┌──

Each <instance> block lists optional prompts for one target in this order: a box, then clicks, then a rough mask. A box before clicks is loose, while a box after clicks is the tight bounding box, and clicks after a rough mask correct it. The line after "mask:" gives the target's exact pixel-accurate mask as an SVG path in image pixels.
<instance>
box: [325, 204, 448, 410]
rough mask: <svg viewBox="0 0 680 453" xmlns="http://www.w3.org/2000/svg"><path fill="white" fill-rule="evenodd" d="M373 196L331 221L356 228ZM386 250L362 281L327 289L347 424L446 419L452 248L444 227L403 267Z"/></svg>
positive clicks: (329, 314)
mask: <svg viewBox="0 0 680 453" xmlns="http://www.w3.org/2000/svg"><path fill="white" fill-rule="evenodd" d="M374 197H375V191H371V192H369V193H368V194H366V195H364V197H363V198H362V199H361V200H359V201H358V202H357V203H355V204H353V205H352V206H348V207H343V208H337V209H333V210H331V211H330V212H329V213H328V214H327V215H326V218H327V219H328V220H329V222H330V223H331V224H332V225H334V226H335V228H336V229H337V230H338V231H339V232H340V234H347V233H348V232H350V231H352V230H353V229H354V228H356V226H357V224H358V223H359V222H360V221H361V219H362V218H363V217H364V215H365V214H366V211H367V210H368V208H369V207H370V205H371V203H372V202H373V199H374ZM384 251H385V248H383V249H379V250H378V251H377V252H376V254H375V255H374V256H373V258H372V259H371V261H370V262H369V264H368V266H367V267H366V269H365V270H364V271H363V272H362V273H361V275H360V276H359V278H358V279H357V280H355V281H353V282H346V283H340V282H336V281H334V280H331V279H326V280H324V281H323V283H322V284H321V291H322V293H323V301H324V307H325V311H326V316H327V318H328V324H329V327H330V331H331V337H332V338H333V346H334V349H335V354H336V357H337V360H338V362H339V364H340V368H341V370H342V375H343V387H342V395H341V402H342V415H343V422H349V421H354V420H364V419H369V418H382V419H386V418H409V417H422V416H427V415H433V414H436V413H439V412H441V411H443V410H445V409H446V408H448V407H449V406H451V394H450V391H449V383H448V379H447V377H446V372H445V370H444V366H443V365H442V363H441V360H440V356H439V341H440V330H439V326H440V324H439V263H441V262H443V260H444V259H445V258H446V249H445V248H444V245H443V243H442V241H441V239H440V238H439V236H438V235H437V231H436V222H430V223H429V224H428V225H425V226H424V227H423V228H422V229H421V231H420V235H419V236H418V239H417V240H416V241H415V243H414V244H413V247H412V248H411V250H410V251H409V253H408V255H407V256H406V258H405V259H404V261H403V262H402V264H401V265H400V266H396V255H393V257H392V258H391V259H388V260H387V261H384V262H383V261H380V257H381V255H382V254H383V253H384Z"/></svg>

└──

TASK GOAL:
Transcribe, please, every line from the first line of the listing above through the line with "rough mask: <svg". Keep both ends and nothing else.

ANSWER FOR THIS EXERCISE:
Each <instance> block lists optional prompts for one target in this order: a box, then clicks, then a rough mask. A box before clicks is loose, while a box after clicks is the tight bounding box, and clicks after a rough mask correct it. The line after "mask:" gives the target's exact pixel-accurate mask as an SVG path in image pixels.
<instance>
box: [325, 204, 448, 410]
rough mask: <svg viewBox="0 0 680 453" xmlns="http://www.w3.org/2000/svg"><path fill="white" fill-rule="evenodd" d="M373 196L331 221L356 228ZM386 250L362 281L327 289L347 424L446 419L452 248L444 227L403 267Z"/></svg>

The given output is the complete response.